*PROBLEM*: Copy the lines below word for word, but leave out the pictures.

*Object position labeling lines*:
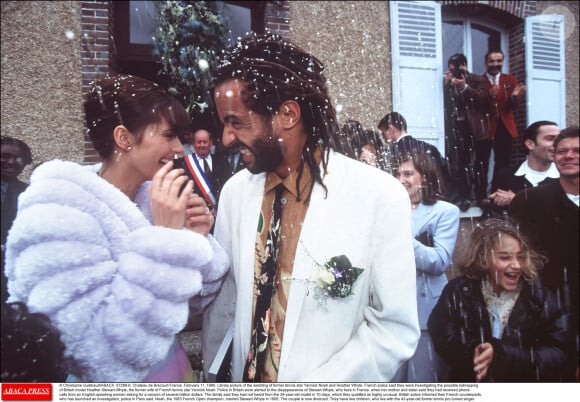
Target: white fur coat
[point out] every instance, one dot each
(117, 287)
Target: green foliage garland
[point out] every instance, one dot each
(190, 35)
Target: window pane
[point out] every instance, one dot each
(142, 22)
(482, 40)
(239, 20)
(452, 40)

*SOLVED PROBLEM*:
Target: white fur coat
[point out] every instance, one dot each
(117, 287)
Target: green foliage garland
[point out] every instance, one dot each
(190, 35)
Target: window pane
[point out] every instance, one dot each
(142, 22)
(482, 40)
(239, 20)
(452, 40)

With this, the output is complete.